== Dataset content ==
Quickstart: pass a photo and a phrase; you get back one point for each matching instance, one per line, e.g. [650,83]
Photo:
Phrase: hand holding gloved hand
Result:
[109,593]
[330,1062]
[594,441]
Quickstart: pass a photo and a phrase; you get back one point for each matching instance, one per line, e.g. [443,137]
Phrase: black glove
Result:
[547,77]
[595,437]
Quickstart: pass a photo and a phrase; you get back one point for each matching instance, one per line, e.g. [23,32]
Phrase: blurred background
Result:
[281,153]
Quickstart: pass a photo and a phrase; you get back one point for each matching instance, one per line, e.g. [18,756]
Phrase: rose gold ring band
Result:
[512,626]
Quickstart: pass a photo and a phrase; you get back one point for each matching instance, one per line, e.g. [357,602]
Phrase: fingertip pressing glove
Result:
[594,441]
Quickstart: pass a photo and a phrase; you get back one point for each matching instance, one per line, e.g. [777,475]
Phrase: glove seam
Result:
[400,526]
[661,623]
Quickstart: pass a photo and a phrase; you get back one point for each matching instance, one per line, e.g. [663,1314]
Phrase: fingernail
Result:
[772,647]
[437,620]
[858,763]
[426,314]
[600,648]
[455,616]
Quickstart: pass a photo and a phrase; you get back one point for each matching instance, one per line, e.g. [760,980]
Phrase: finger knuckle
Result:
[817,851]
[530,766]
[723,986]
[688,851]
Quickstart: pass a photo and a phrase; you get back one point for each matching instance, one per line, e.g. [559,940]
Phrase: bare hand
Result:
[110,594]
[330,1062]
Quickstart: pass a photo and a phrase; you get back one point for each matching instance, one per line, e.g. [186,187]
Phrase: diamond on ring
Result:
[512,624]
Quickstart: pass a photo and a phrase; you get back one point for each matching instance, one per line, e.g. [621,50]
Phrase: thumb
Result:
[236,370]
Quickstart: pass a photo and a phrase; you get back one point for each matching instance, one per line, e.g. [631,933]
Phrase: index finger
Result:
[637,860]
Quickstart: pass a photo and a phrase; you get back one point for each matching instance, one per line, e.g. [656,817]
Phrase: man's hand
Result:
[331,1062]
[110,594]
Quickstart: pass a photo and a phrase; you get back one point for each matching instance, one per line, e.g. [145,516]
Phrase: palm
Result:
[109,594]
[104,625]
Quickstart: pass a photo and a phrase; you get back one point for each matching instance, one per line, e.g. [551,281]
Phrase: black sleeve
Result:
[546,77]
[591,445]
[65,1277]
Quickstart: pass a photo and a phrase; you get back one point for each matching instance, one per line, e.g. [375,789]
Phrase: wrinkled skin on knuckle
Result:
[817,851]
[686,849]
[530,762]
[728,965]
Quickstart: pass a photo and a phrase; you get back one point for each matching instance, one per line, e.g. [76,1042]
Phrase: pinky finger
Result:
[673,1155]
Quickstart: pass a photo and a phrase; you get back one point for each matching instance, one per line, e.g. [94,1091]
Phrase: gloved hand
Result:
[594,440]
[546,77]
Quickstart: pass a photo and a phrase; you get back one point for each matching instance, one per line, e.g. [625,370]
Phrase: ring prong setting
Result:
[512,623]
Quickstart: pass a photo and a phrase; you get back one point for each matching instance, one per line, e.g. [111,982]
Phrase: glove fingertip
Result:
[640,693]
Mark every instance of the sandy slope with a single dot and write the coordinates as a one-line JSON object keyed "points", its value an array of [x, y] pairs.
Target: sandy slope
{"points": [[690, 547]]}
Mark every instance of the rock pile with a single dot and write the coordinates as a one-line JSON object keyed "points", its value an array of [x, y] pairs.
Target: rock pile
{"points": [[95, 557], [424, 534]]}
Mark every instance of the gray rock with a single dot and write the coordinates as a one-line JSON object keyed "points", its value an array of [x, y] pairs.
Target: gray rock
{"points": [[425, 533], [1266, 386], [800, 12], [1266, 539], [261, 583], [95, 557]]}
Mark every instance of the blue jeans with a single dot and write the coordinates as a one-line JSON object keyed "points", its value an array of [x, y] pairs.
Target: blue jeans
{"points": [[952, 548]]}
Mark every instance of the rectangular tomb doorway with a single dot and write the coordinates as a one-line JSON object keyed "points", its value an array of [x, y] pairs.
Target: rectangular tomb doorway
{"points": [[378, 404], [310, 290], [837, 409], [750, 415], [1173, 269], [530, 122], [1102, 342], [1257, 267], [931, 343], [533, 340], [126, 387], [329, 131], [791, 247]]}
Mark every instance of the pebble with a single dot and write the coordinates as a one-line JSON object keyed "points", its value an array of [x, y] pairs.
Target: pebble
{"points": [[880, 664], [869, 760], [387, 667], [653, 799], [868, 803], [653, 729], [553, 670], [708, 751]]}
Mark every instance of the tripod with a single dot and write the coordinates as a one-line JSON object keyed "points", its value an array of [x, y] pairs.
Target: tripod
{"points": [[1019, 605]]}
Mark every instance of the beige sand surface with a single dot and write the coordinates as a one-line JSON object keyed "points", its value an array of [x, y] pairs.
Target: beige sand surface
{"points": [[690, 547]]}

== Exercise ==
All lines of the material that contain the word "knuckle" should be listed.

== Solution to this problem ==
Phrase: finger knuckle
Phrase: wrinkled skin on knuckle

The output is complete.